Records supplied
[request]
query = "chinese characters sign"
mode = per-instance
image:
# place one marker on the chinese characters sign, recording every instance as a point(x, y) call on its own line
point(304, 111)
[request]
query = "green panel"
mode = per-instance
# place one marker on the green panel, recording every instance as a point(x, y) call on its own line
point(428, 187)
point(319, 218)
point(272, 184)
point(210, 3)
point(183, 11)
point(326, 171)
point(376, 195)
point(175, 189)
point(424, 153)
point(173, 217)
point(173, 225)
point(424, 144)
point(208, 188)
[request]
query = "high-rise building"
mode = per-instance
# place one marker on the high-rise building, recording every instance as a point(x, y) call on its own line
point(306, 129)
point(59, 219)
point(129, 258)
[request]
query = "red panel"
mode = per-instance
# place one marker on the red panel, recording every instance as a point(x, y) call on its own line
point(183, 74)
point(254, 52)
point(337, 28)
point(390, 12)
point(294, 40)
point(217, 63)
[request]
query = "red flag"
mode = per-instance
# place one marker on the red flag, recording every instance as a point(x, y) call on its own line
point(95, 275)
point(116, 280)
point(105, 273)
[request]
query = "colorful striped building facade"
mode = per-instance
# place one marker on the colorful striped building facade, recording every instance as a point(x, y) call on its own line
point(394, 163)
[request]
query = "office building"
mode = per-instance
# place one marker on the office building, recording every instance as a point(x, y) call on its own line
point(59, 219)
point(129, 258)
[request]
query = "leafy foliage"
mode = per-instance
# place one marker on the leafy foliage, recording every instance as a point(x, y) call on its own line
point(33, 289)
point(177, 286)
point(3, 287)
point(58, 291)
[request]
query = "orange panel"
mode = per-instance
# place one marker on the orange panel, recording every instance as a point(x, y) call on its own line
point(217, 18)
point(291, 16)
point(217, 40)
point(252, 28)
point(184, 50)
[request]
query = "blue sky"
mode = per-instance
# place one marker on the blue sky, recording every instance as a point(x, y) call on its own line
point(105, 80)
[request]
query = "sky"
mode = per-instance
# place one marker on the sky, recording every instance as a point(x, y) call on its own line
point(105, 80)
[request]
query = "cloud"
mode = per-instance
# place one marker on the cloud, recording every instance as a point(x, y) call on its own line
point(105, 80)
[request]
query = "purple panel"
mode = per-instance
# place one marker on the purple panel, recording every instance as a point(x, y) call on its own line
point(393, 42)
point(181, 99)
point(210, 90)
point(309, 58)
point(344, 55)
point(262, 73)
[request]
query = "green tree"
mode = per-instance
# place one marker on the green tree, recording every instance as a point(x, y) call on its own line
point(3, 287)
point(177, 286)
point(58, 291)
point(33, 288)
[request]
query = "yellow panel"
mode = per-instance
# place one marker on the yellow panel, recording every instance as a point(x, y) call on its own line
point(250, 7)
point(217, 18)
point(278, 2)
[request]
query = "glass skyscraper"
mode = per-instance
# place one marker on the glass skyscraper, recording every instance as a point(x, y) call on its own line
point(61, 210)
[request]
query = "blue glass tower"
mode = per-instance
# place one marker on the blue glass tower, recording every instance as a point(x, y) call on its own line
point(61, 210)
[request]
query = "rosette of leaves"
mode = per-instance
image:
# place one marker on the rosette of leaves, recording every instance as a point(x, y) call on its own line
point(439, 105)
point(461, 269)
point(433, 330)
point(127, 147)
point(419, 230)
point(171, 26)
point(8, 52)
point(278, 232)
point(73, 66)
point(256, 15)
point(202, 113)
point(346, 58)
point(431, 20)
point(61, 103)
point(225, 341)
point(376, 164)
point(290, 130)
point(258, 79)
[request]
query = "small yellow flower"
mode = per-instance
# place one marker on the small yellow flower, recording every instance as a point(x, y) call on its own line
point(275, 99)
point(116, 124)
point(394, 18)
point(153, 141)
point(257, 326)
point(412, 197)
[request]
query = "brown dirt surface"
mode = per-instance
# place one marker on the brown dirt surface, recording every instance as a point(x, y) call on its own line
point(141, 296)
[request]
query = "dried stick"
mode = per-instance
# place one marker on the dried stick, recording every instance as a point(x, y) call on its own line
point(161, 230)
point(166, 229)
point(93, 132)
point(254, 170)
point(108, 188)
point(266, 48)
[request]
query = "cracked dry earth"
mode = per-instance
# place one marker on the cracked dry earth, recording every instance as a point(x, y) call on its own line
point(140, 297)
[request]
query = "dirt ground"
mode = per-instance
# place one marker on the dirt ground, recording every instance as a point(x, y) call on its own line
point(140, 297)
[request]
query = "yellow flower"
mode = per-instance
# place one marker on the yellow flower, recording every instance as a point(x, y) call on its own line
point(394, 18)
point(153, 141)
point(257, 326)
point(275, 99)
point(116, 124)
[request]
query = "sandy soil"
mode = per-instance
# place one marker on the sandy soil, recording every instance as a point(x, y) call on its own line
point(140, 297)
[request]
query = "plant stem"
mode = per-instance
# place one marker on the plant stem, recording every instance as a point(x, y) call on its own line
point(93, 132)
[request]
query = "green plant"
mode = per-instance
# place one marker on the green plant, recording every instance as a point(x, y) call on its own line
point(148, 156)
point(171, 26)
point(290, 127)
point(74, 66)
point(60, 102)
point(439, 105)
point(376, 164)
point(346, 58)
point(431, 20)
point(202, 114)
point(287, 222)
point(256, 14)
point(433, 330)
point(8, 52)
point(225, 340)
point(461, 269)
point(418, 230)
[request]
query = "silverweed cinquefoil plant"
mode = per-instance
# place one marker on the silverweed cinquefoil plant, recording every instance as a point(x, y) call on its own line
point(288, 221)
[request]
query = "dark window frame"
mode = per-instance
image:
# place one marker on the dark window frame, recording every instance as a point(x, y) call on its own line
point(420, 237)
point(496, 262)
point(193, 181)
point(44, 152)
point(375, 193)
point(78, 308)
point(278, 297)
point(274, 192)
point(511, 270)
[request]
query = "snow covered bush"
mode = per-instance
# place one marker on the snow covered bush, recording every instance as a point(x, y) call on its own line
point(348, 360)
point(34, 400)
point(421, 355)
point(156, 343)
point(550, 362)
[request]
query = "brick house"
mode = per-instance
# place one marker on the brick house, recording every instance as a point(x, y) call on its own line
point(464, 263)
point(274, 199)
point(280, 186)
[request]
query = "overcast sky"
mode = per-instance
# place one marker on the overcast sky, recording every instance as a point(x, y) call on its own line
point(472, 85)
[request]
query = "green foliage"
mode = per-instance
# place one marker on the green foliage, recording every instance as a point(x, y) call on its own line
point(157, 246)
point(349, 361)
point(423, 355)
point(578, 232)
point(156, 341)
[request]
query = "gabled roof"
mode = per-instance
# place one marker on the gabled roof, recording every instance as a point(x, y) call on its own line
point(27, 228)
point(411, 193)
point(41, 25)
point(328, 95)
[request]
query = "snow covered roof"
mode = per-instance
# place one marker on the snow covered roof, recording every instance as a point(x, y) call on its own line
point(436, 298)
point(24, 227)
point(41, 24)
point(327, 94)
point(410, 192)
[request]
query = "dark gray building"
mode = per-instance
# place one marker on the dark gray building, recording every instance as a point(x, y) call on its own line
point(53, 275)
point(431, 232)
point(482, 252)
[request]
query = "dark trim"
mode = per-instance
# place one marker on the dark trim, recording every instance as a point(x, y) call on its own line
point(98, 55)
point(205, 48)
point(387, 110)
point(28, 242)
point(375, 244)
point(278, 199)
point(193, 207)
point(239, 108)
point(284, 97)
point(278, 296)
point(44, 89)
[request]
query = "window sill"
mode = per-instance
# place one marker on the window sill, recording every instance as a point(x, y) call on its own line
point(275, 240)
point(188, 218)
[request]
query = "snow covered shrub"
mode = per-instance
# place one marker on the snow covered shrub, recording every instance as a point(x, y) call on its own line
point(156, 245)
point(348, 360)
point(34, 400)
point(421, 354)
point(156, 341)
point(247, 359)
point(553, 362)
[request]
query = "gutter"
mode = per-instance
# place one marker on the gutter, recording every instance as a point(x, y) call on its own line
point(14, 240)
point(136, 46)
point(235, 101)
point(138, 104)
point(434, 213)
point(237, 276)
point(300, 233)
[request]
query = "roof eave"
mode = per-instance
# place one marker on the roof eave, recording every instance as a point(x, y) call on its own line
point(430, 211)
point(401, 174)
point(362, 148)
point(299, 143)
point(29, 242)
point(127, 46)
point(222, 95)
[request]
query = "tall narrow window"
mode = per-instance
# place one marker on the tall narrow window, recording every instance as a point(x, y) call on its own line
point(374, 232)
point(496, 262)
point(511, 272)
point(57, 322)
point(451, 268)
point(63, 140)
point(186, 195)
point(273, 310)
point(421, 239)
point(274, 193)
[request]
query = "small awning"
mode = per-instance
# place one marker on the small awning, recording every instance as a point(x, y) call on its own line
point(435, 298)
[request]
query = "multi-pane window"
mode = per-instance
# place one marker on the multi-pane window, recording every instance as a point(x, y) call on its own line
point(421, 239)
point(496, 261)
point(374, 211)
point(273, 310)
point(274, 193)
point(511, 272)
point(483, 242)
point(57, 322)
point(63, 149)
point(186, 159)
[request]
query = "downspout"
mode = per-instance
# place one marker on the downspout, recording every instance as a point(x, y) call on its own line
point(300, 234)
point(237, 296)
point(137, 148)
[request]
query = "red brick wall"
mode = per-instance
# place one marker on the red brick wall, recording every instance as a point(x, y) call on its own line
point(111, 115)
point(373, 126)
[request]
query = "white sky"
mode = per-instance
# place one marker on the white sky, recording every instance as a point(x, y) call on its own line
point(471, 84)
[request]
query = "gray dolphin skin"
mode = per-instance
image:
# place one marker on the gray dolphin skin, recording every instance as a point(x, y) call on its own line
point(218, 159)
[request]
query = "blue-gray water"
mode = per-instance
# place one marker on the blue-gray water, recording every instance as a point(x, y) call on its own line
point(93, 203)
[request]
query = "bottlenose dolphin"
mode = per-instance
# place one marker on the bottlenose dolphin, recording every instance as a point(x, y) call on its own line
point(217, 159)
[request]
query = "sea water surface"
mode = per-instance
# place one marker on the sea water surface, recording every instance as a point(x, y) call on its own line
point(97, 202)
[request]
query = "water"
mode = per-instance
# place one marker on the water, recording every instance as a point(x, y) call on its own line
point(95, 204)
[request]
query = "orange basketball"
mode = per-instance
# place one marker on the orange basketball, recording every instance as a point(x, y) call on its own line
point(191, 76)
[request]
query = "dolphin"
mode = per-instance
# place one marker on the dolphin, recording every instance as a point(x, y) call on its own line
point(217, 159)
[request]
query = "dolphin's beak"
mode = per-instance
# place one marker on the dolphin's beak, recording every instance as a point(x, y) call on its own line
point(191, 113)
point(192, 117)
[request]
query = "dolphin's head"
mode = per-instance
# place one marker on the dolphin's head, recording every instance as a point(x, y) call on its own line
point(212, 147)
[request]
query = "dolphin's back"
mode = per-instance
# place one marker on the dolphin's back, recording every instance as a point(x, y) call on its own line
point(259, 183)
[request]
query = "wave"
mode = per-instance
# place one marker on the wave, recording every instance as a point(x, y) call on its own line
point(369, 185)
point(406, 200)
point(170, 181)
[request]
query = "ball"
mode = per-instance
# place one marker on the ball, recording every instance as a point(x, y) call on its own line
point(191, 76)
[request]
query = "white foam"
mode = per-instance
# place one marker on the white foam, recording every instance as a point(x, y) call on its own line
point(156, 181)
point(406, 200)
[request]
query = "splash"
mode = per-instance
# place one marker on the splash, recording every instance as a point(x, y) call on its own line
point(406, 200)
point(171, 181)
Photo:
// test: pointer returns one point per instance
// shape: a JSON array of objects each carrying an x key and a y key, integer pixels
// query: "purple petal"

Short task
Copy out the lines above exactly as they appear, beginning at the first line of the records and stopping after the line that contains "point(105, 273)".

Problem solution
[request]
query = "chinese characters sign"
mode = per-instance
image:
# place one marker on the chinese characters sign, recording every instance as a point(x, y) call on its own line
point(304, 111)
[request]
query = "green panel"
mode = per-instance
# place one marker on the green panel, recording every instance as a point(x, y) call on its own line
point(428, 187)
point(319, 218)
point(272, 184)
point(210, 3)
point(183, 11)
point(326, 171)
point(376, 195)
point(175, 189)
point(424, 153)
point(173, 217)
point(173, 225)
point(424, 144)
point(208, 188)
[request]
query = "high-rise building"
mode = per-instance
# place one marker on the high-rise building, recording every instance as a point(x, y) call on its own line
point(306, 129)
point(59, 219)
point(129, 258)
[request]
query = "red panel"
mode = per-instance
# place one marker on the red panel, recording every instance as a point(x, y) call on its own line
point(183, 74)
point(254, 52)
point(337, 28)
point(390, 12)
point(294, 40)
point(217, 63)
[request]
query = "red flag"
mode = per-instance
# place one marker on the red flag, recording every instance as a point(x, y) call on its own line
point(95, 275)
point(116, 280)
point(105, 273)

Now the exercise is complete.